[REQUIREMENTS]:
Recast the records below as a numbered list, starting with the line that contains "Can you tell me where the open" and going on through the line that contains "[37,3,105,138]", both included. Leave out blank lines and list nothing else.

[EXTRACTED DATA]:
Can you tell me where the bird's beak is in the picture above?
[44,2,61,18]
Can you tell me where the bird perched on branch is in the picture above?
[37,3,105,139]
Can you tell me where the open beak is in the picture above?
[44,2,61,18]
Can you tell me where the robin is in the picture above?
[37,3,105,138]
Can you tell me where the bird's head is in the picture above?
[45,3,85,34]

==

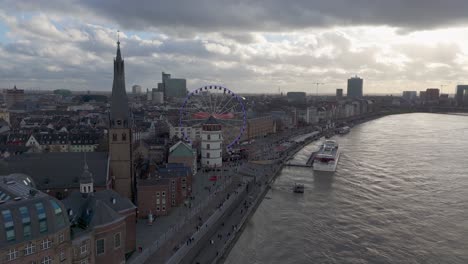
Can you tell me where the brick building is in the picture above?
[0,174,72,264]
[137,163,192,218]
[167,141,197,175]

[OUTPUT]:
1. Can you tell me where the open beak is in the picture above?
2. [44,2,61,18]
3. Can you tell me where the robin is in the picture above?
4. [37,3,105,138]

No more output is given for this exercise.